_Reading passage_
:::

Parliament at odds over Eskom as the clock ticks

While various parliamentary oversight committees are seemingly at odds over an Eskom salvage job, the embattled power utility has until the end of this month to meet its intimidating financial obligations. Eskom told one committee (Public Enterprises), it had a plan, while another (the Standing Committee on Public Finances) seriously doubts this. That’s after visiting the farcically inept construction/repair sites at Kusile and Medupi power stations. We’re talking about Eskom debt of R440bn – and rising. Observers are worried the utility may take the country to the brink of economic collapse as it did this March. When Finance Minister Tito Mboweni forthrightly spoke of the risk of systemic failure should Eskom collapse, (this July), he was alluding to Treasury’s complex cross-financing of SOEs. If Eskom’s debt is called in, the house of cards will collapse. Again, coming to the workings of parliament, the Eskom Special Appropriation Bill, needed to release the first R26bn tranche for the 2019/20 financial year, has yet to be passed – and the days are ticking by. All eyes are on the President’s office after he said the paper detailing government’s approach to Eskom would be tabled at cabinet ‘shortly.’ Story courtesy of the Daily Maverick. – Chris Bateman

Down the rabbit hole – three committees, three takes on Eskom

By Marianne Merten

There are a few hard truths, and numbers. Eskom’s debt is at more than R440bn and rising, according to the power utility’s own financials. National Treasury says debt repayments now stand at R80bn a year.

:::

_Information provided_
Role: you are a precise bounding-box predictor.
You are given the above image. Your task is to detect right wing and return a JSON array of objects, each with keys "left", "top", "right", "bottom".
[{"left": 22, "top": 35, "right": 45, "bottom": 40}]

:::

_What you need to do_
Using the Eskom article, explain in one to three sentences what Finance Minister Tito Mboweni was alluding to when he spoke of the risk of systemic failure, and what the article says would follow if Eskom's debt were called in.

_Response_
He was alluding to Treasury's complex cross-financing of SOEs. If Eskom's debt is called in, that house of cards will collapse.